DATA LISTING below:

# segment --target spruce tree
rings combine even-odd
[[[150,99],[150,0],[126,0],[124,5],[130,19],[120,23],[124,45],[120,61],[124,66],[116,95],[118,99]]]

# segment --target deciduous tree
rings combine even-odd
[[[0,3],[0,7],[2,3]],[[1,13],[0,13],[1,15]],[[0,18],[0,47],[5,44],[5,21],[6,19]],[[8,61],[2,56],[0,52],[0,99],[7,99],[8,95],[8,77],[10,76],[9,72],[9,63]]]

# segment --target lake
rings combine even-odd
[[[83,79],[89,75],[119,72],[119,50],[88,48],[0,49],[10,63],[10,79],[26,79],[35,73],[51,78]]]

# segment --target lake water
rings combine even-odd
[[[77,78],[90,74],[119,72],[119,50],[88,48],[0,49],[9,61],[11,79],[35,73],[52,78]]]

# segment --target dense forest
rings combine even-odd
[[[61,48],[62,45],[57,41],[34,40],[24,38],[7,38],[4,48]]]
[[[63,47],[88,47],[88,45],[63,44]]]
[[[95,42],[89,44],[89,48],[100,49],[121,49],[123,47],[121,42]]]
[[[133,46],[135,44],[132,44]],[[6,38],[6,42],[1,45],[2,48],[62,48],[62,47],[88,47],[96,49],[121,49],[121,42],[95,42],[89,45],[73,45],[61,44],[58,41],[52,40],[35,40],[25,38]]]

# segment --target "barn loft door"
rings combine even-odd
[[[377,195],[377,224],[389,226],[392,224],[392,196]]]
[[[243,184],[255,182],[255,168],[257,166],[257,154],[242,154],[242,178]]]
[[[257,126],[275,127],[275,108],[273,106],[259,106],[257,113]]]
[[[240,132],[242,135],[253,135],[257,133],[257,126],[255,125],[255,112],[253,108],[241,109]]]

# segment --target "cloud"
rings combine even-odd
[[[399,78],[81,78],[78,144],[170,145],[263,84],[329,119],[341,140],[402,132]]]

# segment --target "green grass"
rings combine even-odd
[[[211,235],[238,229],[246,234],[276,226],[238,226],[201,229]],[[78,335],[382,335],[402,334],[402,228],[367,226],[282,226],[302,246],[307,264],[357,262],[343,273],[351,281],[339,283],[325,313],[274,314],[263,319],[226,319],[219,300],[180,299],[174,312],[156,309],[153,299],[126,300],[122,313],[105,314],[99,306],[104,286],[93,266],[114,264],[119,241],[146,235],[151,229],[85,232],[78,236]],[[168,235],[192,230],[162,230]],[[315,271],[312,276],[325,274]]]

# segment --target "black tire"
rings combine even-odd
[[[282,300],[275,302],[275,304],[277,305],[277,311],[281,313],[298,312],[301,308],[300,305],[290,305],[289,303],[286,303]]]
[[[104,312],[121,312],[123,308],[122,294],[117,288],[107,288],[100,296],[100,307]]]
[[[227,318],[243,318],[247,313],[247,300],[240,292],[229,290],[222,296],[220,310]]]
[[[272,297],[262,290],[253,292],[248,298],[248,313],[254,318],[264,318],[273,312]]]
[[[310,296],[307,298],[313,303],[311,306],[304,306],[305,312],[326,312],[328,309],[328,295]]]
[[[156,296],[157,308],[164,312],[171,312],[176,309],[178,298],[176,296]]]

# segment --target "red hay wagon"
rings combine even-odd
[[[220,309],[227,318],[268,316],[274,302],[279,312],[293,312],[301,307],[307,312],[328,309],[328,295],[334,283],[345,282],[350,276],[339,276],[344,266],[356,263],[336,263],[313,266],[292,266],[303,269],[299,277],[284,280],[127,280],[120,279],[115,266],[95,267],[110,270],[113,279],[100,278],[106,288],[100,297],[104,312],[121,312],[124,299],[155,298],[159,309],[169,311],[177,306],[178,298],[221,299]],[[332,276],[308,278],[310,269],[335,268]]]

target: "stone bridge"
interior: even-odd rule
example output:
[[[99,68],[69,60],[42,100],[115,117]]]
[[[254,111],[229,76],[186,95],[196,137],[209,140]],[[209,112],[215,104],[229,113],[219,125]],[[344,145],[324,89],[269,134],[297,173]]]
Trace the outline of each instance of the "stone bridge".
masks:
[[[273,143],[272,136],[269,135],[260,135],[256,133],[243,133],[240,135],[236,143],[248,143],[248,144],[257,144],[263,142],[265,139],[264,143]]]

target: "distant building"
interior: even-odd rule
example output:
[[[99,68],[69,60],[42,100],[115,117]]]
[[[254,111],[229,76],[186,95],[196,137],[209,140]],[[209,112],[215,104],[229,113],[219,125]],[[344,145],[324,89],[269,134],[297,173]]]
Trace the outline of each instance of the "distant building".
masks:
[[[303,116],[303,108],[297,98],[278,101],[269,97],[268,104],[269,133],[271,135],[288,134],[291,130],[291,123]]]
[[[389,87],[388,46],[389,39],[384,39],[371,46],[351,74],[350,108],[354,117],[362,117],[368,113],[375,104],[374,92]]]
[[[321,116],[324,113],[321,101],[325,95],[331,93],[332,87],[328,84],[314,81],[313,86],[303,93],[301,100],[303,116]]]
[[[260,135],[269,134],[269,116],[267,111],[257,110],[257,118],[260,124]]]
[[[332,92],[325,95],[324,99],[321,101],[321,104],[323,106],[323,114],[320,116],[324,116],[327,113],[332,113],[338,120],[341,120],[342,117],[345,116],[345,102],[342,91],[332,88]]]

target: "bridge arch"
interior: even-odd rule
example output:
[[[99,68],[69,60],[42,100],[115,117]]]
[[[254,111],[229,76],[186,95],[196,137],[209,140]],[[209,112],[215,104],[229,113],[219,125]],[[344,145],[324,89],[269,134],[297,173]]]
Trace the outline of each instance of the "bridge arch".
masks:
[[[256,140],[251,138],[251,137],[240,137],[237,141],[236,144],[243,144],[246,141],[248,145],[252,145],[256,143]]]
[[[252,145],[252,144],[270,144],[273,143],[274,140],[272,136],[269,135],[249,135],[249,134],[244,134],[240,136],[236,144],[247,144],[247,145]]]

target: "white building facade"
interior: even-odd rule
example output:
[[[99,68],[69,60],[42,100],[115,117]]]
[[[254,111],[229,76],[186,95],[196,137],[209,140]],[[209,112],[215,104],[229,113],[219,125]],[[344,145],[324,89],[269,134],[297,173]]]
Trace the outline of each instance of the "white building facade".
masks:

End of DATA LISTING.

● **TASK PROMPT**:
From the entries above, select each line containing the string "stone".

● **OUTPUT FOR THIS EXERCISE**:
target: "stone bridge"
Trace the outline of each instance of the "stone bridge".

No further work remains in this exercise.